[RECORDS TO PROCESS]
_ _ _ _ _ _ _

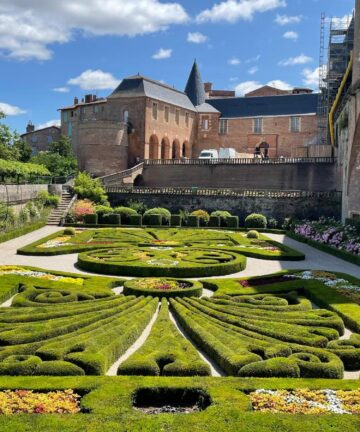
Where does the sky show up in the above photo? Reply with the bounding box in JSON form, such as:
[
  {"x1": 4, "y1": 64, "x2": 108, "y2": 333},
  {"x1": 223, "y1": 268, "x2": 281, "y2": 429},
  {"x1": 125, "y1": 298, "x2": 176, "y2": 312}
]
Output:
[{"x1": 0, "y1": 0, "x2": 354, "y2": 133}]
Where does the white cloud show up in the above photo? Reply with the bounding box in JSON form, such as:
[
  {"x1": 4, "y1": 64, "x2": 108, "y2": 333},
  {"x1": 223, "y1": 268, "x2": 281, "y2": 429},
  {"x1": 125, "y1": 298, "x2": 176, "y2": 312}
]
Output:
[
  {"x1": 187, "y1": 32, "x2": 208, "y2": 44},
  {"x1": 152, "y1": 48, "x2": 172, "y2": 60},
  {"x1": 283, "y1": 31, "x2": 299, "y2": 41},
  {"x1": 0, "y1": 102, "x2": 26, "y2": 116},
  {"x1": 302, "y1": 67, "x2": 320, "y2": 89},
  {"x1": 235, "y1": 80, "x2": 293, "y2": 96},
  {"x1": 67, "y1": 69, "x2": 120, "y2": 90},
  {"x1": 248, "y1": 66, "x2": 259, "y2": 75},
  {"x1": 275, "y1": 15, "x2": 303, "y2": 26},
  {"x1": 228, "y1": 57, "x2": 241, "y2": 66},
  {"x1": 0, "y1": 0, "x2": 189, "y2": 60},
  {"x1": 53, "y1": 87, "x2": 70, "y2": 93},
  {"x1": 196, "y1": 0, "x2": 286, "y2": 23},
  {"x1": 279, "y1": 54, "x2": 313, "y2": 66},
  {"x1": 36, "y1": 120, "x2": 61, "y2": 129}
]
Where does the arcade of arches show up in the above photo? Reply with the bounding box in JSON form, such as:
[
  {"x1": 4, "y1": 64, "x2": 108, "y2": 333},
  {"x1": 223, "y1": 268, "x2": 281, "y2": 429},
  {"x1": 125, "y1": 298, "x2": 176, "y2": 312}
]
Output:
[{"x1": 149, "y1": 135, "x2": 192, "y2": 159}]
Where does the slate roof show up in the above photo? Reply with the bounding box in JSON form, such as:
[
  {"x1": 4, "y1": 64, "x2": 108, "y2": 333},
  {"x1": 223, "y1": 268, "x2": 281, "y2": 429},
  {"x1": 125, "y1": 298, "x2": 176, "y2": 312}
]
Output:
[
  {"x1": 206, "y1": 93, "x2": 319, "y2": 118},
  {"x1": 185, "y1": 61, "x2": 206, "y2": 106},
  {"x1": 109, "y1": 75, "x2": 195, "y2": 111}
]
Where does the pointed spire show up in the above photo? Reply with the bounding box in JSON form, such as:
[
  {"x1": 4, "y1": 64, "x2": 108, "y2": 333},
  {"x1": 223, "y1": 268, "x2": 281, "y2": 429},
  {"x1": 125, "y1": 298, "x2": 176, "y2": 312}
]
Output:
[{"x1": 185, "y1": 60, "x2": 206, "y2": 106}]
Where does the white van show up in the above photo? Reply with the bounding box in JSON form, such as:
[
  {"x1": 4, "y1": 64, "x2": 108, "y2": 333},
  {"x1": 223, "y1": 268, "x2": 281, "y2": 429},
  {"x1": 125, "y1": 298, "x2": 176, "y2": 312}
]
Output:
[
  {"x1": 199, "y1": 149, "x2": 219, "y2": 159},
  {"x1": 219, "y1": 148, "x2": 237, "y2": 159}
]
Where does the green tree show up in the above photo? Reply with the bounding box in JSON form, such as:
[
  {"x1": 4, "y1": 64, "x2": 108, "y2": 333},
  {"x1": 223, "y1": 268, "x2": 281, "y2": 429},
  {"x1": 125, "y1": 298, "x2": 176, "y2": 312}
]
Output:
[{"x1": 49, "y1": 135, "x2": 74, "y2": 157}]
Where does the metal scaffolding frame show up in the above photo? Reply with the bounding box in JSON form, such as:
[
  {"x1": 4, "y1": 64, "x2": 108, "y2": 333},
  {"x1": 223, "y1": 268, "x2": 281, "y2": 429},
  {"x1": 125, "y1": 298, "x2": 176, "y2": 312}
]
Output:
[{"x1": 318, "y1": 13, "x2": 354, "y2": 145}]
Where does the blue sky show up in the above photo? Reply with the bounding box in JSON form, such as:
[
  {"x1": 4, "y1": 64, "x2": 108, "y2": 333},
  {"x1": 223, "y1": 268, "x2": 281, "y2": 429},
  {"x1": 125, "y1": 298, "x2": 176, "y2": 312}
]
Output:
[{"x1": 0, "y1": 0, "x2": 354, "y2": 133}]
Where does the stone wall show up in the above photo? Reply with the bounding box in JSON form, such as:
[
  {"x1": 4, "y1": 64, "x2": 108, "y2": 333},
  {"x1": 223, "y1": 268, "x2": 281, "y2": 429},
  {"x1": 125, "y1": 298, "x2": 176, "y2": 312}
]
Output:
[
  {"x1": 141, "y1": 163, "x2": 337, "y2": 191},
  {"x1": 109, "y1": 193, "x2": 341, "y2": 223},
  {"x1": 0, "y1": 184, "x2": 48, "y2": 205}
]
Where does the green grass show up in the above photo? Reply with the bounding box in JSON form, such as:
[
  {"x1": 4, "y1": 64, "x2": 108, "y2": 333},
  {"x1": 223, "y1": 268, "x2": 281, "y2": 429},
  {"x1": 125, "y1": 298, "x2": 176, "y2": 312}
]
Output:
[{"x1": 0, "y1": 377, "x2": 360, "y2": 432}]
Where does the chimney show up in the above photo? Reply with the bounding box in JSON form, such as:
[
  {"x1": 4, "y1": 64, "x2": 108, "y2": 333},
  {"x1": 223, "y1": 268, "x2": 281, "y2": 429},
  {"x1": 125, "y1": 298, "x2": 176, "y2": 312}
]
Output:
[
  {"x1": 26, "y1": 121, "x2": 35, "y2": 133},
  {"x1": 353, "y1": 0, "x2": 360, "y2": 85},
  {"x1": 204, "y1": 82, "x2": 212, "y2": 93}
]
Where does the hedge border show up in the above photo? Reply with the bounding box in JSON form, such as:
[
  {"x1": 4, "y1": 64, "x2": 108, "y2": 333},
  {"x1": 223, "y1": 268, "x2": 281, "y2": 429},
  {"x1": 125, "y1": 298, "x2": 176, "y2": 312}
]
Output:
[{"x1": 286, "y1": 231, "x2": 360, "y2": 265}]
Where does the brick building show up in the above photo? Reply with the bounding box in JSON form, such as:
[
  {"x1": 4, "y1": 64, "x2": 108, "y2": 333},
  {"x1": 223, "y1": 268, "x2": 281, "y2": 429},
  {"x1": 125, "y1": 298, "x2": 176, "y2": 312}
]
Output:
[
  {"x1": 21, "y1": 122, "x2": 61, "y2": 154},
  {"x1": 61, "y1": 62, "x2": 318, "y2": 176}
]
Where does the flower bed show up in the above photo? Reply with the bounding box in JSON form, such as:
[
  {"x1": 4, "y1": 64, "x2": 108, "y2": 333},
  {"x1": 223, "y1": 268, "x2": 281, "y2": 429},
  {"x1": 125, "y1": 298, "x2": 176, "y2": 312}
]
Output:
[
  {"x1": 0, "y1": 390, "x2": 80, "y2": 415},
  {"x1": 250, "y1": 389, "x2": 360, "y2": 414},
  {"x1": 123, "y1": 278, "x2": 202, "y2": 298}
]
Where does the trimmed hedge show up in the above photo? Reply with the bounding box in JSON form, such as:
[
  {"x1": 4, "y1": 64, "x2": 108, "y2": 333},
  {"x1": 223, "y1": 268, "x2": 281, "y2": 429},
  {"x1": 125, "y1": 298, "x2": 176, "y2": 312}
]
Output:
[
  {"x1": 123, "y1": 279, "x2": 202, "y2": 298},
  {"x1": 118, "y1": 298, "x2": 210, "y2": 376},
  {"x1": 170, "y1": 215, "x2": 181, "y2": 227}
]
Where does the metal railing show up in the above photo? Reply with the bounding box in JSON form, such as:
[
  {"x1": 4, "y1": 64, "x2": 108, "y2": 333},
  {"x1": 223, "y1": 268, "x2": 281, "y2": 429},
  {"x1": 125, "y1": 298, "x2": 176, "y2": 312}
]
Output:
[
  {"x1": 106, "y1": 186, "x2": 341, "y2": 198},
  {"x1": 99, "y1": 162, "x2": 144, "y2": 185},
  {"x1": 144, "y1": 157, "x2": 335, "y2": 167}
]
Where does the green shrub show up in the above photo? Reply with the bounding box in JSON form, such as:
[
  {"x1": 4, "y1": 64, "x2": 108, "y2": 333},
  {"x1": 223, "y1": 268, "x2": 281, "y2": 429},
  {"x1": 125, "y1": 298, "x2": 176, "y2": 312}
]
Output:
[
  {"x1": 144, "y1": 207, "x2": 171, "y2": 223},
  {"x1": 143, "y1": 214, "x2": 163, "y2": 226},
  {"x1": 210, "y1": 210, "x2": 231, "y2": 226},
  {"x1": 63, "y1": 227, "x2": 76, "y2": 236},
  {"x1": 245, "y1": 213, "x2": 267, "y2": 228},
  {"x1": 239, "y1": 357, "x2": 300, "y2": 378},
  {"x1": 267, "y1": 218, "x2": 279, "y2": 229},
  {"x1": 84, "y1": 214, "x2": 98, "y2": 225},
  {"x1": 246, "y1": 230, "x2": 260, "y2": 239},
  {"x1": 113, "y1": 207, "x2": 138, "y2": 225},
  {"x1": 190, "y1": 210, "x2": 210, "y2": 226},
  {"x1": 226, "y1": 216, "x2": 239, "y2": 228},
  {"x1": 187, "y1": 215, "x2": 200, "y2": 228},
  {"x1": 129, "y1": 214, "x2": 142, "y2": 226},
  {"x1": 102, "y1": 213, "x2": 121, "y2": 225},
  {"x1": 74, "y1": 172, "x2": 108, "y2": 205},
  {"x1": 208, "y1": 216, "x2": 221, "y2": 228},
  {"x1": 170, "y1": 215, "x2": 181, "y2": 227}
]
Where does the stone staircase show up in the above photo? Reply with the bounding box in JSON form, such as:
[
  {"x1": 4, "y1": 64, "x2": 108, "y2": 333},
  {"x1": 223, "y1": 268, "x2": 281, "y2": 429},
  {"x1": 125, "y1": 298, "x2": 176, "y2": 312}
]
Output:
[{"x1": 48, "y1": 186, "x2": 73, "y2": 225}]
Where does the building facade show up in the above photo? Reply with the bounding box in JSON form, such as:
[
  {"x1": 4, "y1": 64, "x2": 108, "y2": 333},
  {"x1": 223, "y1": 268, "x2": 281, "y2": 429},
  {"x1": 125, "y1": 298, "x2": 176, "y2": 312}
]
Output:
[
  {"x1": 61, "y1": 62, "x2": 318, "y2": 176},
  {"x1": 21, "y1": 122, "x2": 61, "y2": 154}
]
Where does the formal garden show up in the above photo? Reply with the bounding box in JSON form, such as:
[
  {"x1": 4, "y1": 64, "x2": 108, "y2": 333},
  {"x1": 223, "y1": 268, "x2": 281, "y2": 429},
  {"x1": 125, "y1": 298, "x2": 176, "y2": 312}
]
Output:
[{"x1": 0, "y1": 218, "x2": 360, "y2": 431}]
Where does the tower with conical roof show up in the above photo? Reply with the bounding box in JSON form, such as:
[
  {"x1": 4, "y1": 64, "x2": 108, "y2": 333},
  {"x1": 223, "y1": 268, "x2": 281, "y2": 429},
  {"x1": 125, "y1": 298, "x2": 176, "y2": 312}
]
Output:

_ _ _ _ _ _ _

[PROBLEM DESCRIPTION]
Return every line of the records above that contains the string "stone".

[EXERCISE RESPONSE]
Where does the stone wall show up in the above photo? Reply with the bounding box in JSON form, such as:
Where does the stone staircase show up in the above photo? Reply with the bounding box in JSON form, such as:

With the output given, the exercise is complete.